──────── DATA FOR THIS EXERCISE ────────

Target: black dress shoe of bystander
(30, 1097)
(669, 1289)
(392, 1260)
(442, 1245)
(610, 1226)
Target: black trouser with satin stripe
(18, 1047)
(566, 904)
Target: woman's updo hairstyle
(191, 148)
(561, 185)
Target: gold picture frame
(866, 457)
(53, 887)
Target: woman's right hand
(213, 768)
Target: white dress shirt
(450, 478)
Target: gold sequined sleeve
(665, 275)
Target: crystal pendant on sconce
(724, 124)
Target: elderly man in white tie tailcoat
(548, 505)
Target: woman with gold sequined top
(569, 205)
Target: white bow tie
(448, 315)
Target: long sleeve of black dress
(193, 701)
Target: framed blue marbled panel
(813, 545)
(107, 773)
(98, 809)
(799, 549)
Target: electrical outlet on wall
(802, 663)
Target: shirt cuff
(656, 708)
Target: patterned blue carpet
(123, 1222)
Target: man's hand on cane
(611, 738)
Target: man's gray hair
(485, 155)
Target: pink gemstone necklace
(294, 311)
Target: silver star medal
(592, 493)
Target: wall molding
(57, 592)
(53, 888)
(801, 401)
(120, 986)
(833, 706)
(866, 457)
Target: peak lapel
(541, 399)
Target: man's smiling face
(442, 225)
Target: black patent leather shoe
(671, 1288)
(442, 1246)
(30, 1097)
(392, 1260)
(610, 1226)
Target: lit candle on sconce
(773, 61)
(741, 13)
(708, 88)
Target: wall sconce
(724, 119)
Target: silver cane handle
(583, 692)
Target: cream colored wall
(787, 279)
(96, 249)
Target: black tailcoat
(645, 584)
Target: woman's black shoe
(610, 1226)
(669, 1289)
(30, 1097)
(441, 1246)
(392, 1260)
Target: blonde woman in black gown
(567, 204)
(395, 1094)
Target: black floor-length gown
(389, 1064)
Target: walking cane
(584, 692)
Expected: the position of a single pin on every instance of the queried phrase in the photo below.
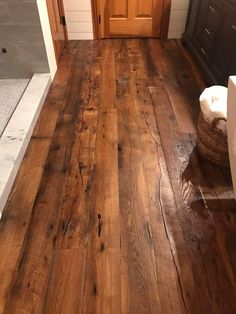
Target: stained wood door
(130, 18)
(57, 23)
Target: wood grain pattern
(113, 211)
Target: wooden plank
(102, 276)
(28, 286)
(191, 199)
(177, 79)
(17, 213)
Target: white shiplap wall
(178, 16)
(79, 19)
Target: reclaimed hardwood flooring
(112, 210)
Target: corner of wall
(47, 35)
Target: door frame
(165, 20)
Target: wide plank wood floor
(113, 211)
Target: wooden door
(58, 27)
(130, 18)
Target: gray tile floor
(10, 94)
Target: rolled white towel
(213, 102)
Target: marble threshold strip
(17, 134)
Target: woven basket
(212, 142)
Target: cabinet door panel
(144, 8)
(225, 46)
(203, 8)
(119, 8)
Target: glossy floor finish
(112, 210)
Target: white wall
(178, 16)
(79, 19)
(47, 35)
(231, 127)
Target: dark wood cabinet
(211, 36)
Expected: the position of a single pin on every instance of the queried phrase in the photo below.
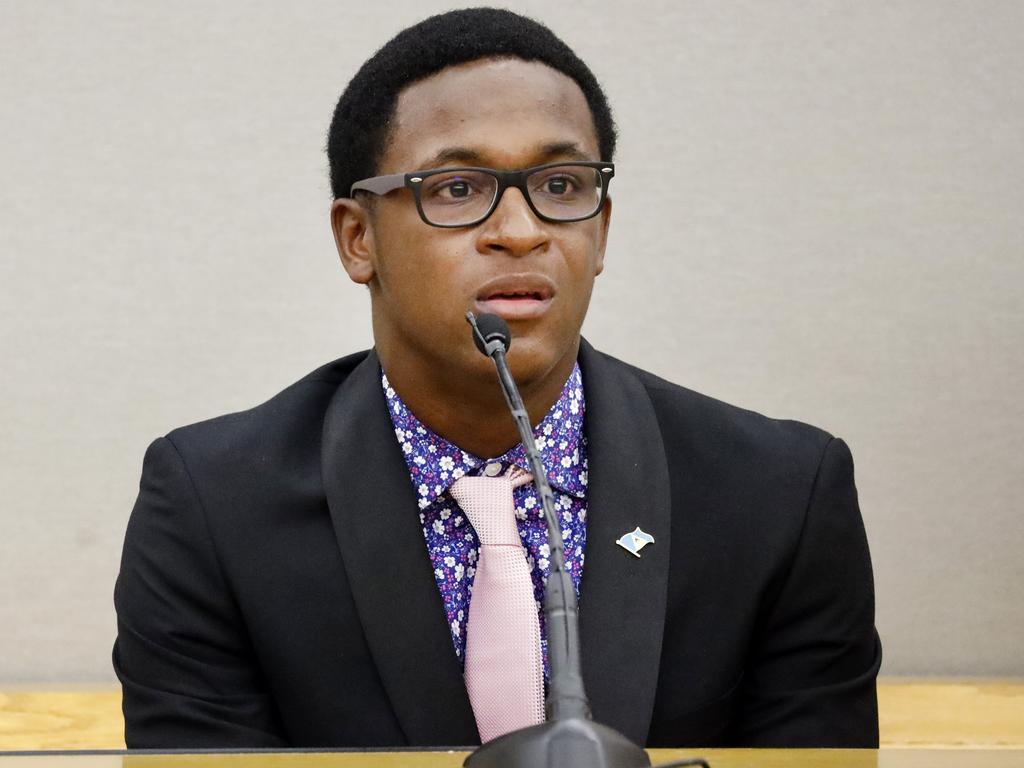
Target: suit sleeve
(811, 677)
(187, 674)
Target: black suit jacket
(275, 589)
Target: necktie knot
(504, 670)
(488, 505)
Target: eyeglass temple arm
(379, 184)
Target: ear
(354, 238)
(605, 221)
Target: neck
(466, 406)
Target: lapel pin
(635, 541)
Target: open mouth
(516, 297)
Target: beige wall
(818, 215)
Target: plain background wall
(818, 215)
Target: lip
(515, 296)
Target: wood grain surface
(913, 714)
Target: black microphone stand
(569, 738)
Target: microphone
(569, 737)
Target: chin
(532, 358)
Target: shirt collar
(435, 463)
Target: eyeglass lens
(560, 193)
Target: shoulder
(287, 425)
(721, 434)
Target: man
(299, 574)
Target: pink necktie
(504, 671)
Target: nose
(513, 227)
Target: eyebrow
(471, 156)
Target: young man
(301, 573)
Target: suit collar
(623, 597)
(374, 511)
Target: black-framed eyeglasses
(464, 197)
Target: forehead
(504, 111)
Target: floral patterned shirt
(434, 464)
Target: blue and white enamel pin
(635, 541)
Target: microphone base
(560, 743)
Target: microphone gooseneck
(569, 737)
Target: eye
(458, 188)
(454, 188)
(559, 185)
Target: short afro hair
(363, 117)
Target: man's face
(503, 114)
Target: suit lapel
(374, 511)
(623, 597)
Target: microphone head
(492, 328)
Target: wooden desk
(914, 714)
(717, 759)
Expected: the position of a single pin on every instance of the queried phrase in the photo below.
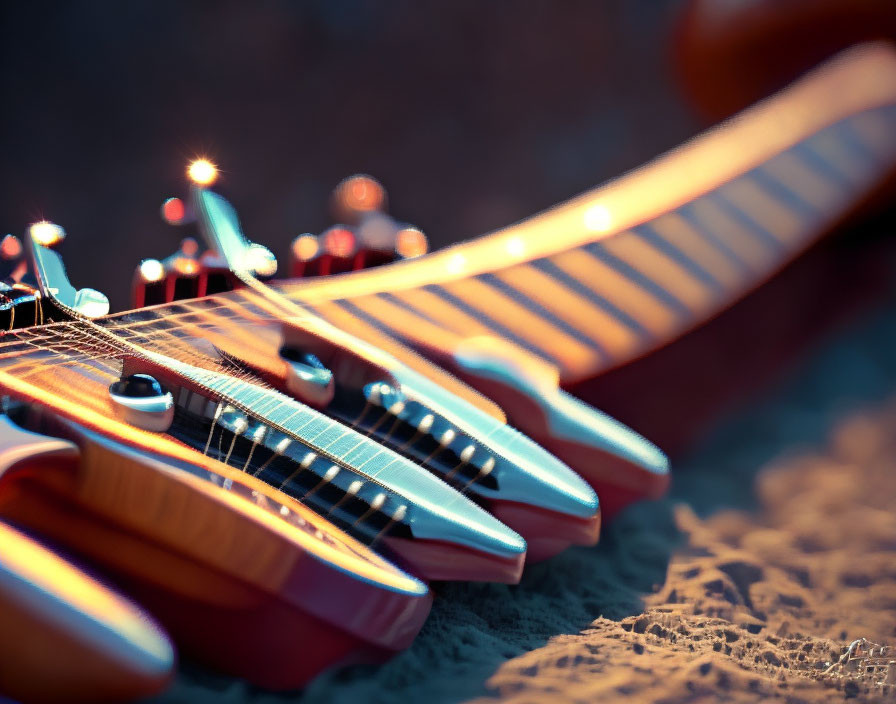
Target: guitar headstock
(213, 551)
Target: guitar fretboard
(614, 293)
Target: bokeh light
(47, 233)
(151, 270)
(173, 211)
(202, 172)
(410, 242)
(339, 241)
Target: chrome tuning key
(52, 281)
(140, 400)
(404, 409)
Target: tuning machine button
(307, 378)
(140, 400)
(52, 280)
(371, 238)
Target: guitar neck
(630, 266)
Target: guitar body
(67, 636)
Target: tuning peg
(140, 400)
(357, 196)
(339, 249)
(52, 280)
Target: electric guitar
(277, 465)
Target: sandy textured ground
(776, 549)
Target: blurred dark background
(473, 114)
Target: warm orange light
(46, 233)
(361, 193)
(173, 211)
(10, 247)
(186, 266)
(151, 270)
(598, 218)
(339, 241)
(202, 172)
(305, 247)
(410, 242)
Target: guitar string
(76, 338)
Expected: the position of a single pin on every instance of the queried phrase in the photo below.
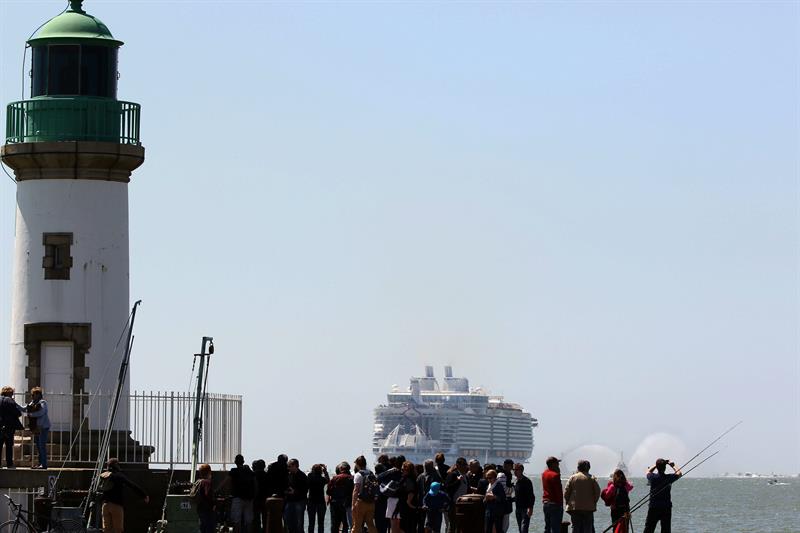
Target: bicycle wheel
(12, 526)
(68, 525)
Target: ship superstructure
(452, 418)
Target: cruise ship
(454, 419)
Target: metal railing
(157, 428)
(72, 119)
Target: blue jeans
(41, 446)
(316, 512)
(294, 516)
(582, 521)
(523, 520)
(553, 515)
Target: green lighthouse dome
(74, 26)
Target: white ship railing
(156, 428)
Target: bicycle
(22, 522)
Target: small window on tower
(57, 261)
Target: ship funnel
(415, 391)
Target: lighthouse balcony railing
(49, 119)
(153, 428)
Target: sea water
(703, 505)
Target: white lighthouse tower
(73, 147)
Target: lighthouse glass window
(57, 261)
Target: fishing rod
(638, 505)
(650, 496)
(687, 463)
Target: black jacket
(120, 480)
(10, 412)
(523, 492)
(298, 487)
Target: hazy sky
(591, 208)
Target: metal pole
(198, 421)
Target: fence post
(171, 428)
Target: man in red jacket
(552, 496)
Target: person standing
(40, 422)
(391, 481)
(364, 497)
(112, 481)
(494, 501)
(456, 485)
(317, 481)
(204, 500)
(616, 496)
(340, 498)
(474, 476)
(507, 478)
(581, 494)
(10, 412)
(435, 503)
(523, 494)
(429, 475)
(660, 506)
(296, 498)
(552, 496)
(243, 491)
(381, 522)
(278, 476)
(260, 514)
(407, 504)
(441, 466)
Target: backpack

────────

■ EXERCISE OBJECTIVE
Reproduce the listing in full and exactly, excluding any pictures it holds.

■ EXERCISE OUTPUT
Target: black dress shoe of bystander
(30, 1097)
(669, 1289)
(392, 1260)
(442, 1245)
(610, 1226)
Target: black trouser with satin stripe
(18, 1047)
(566, 904)
Target: woman's updo hairstyle
(191, 148)
(561, 185)
Target: gold picture frame
(866, 457)
(53, 887)
Target: woman's right hand
(213, 768)
Target: white dress shirt
(450, 478)
Target: gold sequined sleeve
(665, 275)
Target: crystal pendant on sconce
(724, 124)
Target: elderly man in white tie tailcoat
(548, 505)
Target: woman with gold sequined top
(569, 205)
Target: white bow tie
(448, 315)
Target: long sleeve of black dress
(193, 701)
Target: framed blue marbled panel
(813, 545)
(107, 773)
(98, 809)
(799, 549)
Target: electrical outlet on wall
(802, 663)
Target: shirt cuff
(656, 708)
Target: patterned blue carpet
(123, 1222)
Target: man's hand on cane
(611, 738)
Target: man's gray hair
(485, 155)
Target: pink gemstone necklace
(294, 311)
Target: silver star medal
(592, 493)
Target: wall molding
(57, 592)
(53, 888)
(801, 401)
(120, 986)
(833, 706)
(866, 457)
Target: peak lapel
(541, 399)
Target: man's smiling face
(442, 225)
Target: black patent leather shoe
(671, 1288)
(442, 1246)
(30, 1097)
(392, 1260)
(610, 1226)
Target: lit candle on sconce
(773, 61)
(741, 13)
(708, 88)
Target: wall sconce
(724, 119)
Target: silver cane handle
(583, 692)
Target: cream colored wall
(787, 279)
(96, 249)
Target: black tailcoat
(645, 584)
Target: woman's black shoe
(610, 1226)
(669, 1289)
(30, 1097)
(441, 1246)
(392, 1260)
Target: blonde woman in black gown
(567, 204)
(395, 1094)
Target: black floor-length gown
(389, 1064)
Target: walking cane
(584, 692)
Expected: the position of a single pin on every instance of the queried phrase in the photo below.
Target: stained wood door
(130, 18)
(57, 23)
Target: wood grain pattern
(113, 211)
Target: wooden plank
(102, 276)
(28, 286)
(191, 199)
(177, 79)
(17, 213)
Target: white shiplap wall
(178, 16)
(79, 19)
Target: reclaimed hardwood flooring
(112, 210)
Target: corner of wall
(47, 35)
Target: door frame
(165, 20)
Target: wide plank wood floor
(113, 211)
Target: wooden door
(58, 27)
(130, 18)
Target: gray tile floor
(10, 94)
Target: rolled white towel
(213, 102)
Target: marble threshold strip
(17, 134)
Target: woven basket
(212, 142)
Target: cabinet door panel
(144, 8)
(225, 46)
(203, 8)
(119, 8)
Target: glossy floor finish
(112, 210)
Target: white wall
(178, 16)
(79, 19)
(47, 35)
(231, 127)
Target: dark wood cabinet
(211, 36)
Expected: the position of a single pin on every instance of the queried phrase in the photo below.
Target: suit sleeve
(811, 677)
(187, 674)
Target: black suit jacket
(275, 589)
Target: necktie knot
(504, 670)
(488, 505)
Target: eyeglass temple arm
(379, 184)
Target: ear
(354, 238)
(605, 221)
Target: neck
(466, 406)
Target: lapel pin
(635, 541)
Target: open mouth
(516, 297)
Target: beige wall
(818, 215)
Target: plain background wall
(818, 215)
Target: lip
(515, 296)
Target: wood grain surface
(913, 714)
Target: black microphone stand
(569, 738)
Target: microphone
(569, 737)
Target: chin
(532, 358)
Target: shirt collar
(435, 463)
Target: eyeglass lens
(560, 193)
Target: shoulder
(287, 425)
(721, 434)
Target: man
(299, 574)
Target: pink necktie
(504, 671)
Target: nose
(513, 227)
Target: eyebrow
(471, 156)
Target: young man
(301, 573)
Target: suit collar
(623, 597)
(374, 511)
Target: black-framed eyeglasses
(464, 197)
Target: forehead
(504, 111)
Target: floral patterned shirt
(434, 464)
Target: blue and white enamel pin
(635, 541)
Target: microphone base
(560, 743)
Target: microphone gooseneck
(569, 737)
Target: eye
(458, 188)
(454, 188)
(559, 185)
Target: short afro hair
(363, 117)
Target: man's face
(503, 114)
Target: suit lapel
(374, 511)
(623, 597)
Target: microphone head
(492, 328)
Target: wooden desk
(914, 714)
(717, 759)
Expected: the position of a single pin on every instance of the queried phrase in the photo below.
Target: guitar headstock
(213, 551)
Target: guitar fretboard
(614, 293)
Target: bokeh light
(47, 233)
(151, 270)
(173, 211)
(202, 172)
(410, 242)
(339, 241)
Target: chrome tuning key
(52, 281)
(140, 400)
(404, 409)
Target: tuning machine button
(307, 378)
(140, 400)
(52, 280)
(371, 238)
Target: guitar neck
(630, 266)
Target: guitar body
(67, 636)
Target: tuning peg
(140, 400)
(357, 196)
(339, 249)
(52, 280)
Target: electric guitar
(277, 465)
Target: sandy textured ground
(776, 549)
Target: blurred dark background
(473, 114)
Target: warm orange light
(46, 233)
(361, 193)
(173, 211)
(10, 247)
(186, 266)
(151, 270)
(598, 218)
(339, 241)
(202, 172)
(305, 247)
(410, 242)
Target: guitar string
(76, 338)
Expected: the position of a single pin on every instance of the queried phrase in the photo below.
Target: bicycle wheel
(12, 526)
(68, 525)
Target: ship superstructure
(452, 418)
Target: cruise ship
(454, 419)
Target: metal railing
(157, 428)
(72, 119)
Target: blue jeans
(41, 446)
(316, 512)
(294, 516)
(582, 521)
(523, 520)
(553, 515)
Target: green lighthouse dome
(74, 26)
Target: white ship railing
(156, 428)
Target: bicycle
(22, 522)
Target: small window on tower
(57, 261)
Target: ship funnel
(415, 391)
Target: lighthouse balcony railing
(49, 119)
(153, 428)
Target: sea water
(703, 505)
Target: white lighthouse tower
(73, 147)
Target: lighthouse glass window
(57, 261)
Target: fishing rod
(638, 505)
(650, 496)
(687, 463)
Target: black jacket
(120, 480)
(10, 412)
(523, 492)
(298, 487)
Target: hazy sky
(591, 208)
Target: metal pole
(198, 421)
Target: fence post
(171, 428)
Target: man in red jacket
(552, 496)
Target: person standing
(40, 422)
(391, 481)
(364, 497)
(112, 481)
(494, 501)
(456, 485)
(317, 481)
(204, 500)
(616, 496)
(340, 498)
(474, 476)
(507, 478)
(581, 494)
(10, 412)
(435, 503)
(523, 494)
(429, 475)
(660, 506)
(296, 498)
(552, 496)
(243, 491)
(381, 522)
(278, 476)
(260, 514)
(407, 504)
(441, 466)
Target: backpack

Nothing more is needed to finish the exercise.